PROMPT → Copy every item below back out word for word, changing nothing.

MATERIAL PROVIDED →
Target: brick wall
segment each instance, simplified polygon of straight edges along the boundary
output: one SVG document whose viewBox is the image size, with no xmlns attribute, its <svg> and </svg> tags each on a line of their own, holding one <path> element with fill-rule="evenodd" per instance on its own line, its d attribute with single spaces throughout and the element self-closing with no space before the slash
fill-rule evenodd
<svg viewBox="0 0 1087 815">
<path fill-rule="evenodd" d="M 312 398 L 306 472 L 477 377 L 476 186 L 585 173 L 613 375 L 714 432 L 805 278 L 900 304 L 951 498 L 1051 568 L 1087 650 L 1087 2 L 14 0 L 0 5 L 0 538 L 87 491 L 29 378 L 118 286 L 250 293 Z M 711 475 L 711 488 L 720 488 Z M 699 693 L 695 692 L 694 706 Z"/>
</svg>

EXERCISE ANSWER →
Target: brick wall
segment each instance, simplified polygon of straight edges along the boundary
output: one SVG document whose viewBox is the image size, with no xmlns attribute, its <svg> and </svg> tags each on a line of their own, holding one <path> element with fill-rule="evenodd" per instance on its own line, its d attribute with single spaces throughout and the element self-closing with no space before the slash
fill-rule evenodd
<svg viewBox="0 0 1087 815">
<path fill-rule="evenodd" d="M 312 398 L 306 472 L 477 377 L 476 186 L 585 173 L 613 375 L 714 432 L 805 278 L 900 304 L 951 498 L 1051 568 L 1087 650 L 1087 2 L 14 0 L 0 5 L 0 538 L 87 491 L 29 378 L 118 286 L 250 293 Z M 711 475 L 711 488 L 720 488 Z M 699 693 L 695 692 L 694 706 Z"/>
</svg>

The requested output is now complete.